____ Отрывок
На наш нынешний взгляд, ничего специфически антифранцузского и "милитаристского" в колонне не заметно. Однако французы первой половины XIX века, особенно те, которые в силу политических убеждений не слишком симпатизировали России, очень остро ощущали антифранцузскую подоплеку любых русских празднеств, связанных с годовщинами войны 1812–1814 годов. Так, 22 ноября 1837 года газета "Конститюсьонель", сообщив о службе в Успенском соборе в ознаменование двадцатипятилетия отступления французской армии из России, заключала:
Подобными торжествами самодержавное правительство стремится возбудить в полуцивилизованном народе, повинующемся его скипетру, ненависть к французам. Вот, следственно, каковы те дружеские чувства, которые царь-деспот питает к либеральной и прогрессивной Июльской монархии.
Следующим, еще более пышным юбилеем победы над французами стало Бородинское торжество 1839 года, вновь оскорбившее французскую гордость; об этом свидетельствует, в частности, 35-е письмо книги "Россия в 1839 году". В нем Кюстин возмущается тем, что
ради подтверждения своего вымысла Император, якобы воспроизводя битву тщательно и точно, совершенно извратил ее картину. Взгляните, как опроверг он историю на глазах у всей Европы.
В тот момент сражения, когда французы, громимые огнем русской артиллерии, бросаются на разящие их батареи, дабы, как вам известно, смело и удачно захватить неприятельские пушки, Император Николай, вместо того чтоб дать им выполнить сей знаменитый маневр, который справедливости ради должен он был допустить, а ради собственного достоинства – сам скомандовать, – Император Николай, льстя ничтожнейшим своим подданным, заставил отступить на три лье тот корпус нашей армии, которому мы в действительности обязаны были поражением русских, победным маршем на Москву и ее взятием. Судите же сами, как я благодарю Бога, что мне хватило ума отказаться присутствовать при подобной лживой пантомиме!..
Эта военная комедия дала повод для императорского приказа, который произведет скандал в Европе, если только будет там обнародован в том виде, в каком мы прочли его здесь. Невозможно более резко отрицать достовернейшие факты и более дерзко издеваться над совестью людей, а прежде всего над своею собственною. Согласно этому любопытному приказу, излагающему понятия своего автора, но отнюдь не подлинные события кампании, "русские преднамеренно отступили за Москву, а значит, не проиграли Бородинское сражение (но тогда зачем они его давали?), и, – говорится в приказе, – кости дерзких пришельцев, разметанные от святой столицы до Немана, свидетельствуют о торжестве защитников Отечества".
________
Какая газета, согласно отрывку, 22 ноября 1837 года сообщила о службе в Успенском соборе в ознаменование двадцатипятилетия отступления французской армии из России?
____ Фрагмент набора данных
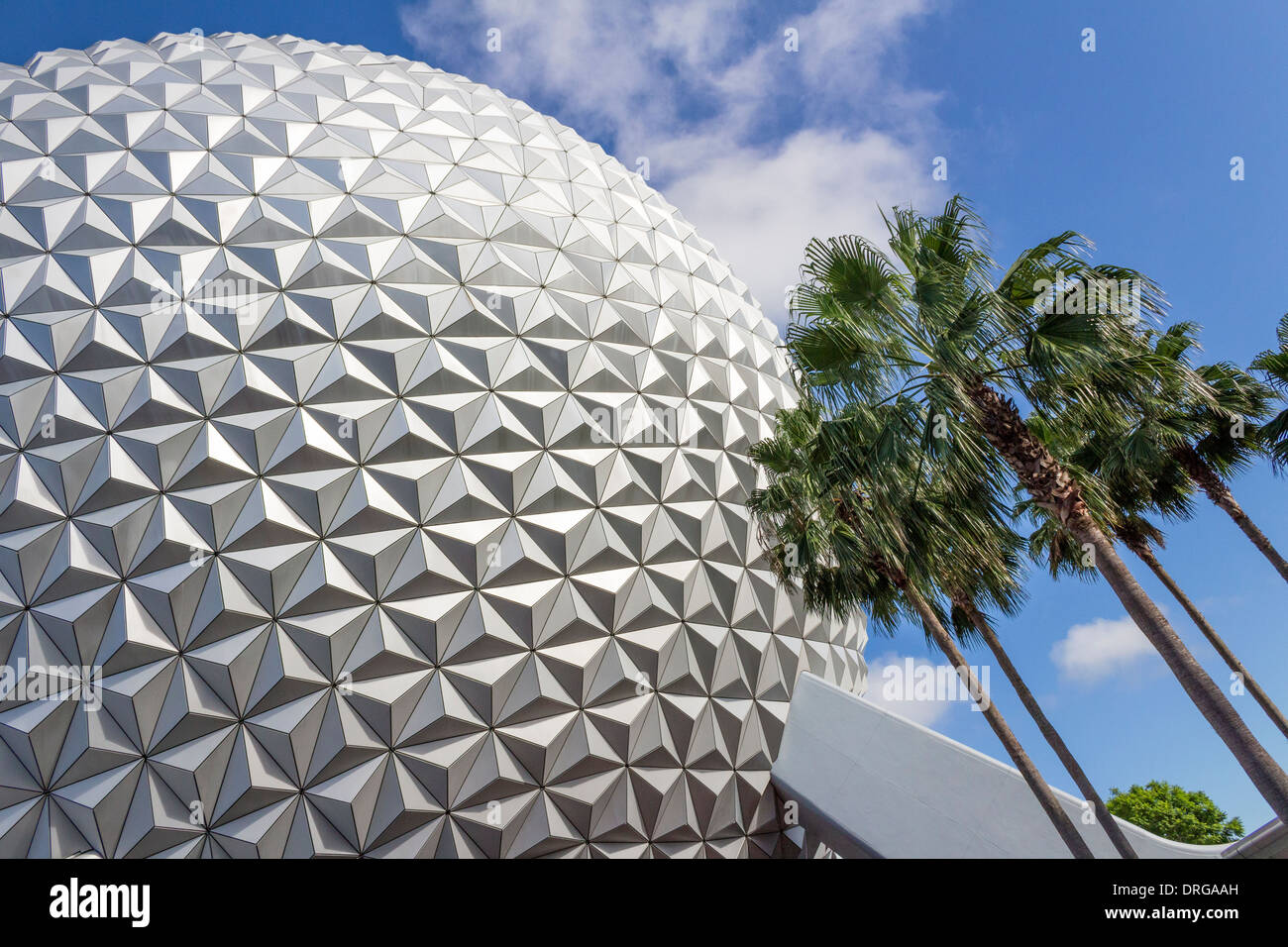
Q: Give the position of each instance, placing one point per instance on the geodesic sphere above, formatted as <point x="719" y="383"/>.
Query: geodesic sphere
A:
<point x="374" y="460"/>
________
▸ Результат выполнения
Газета "Конститюсьонель".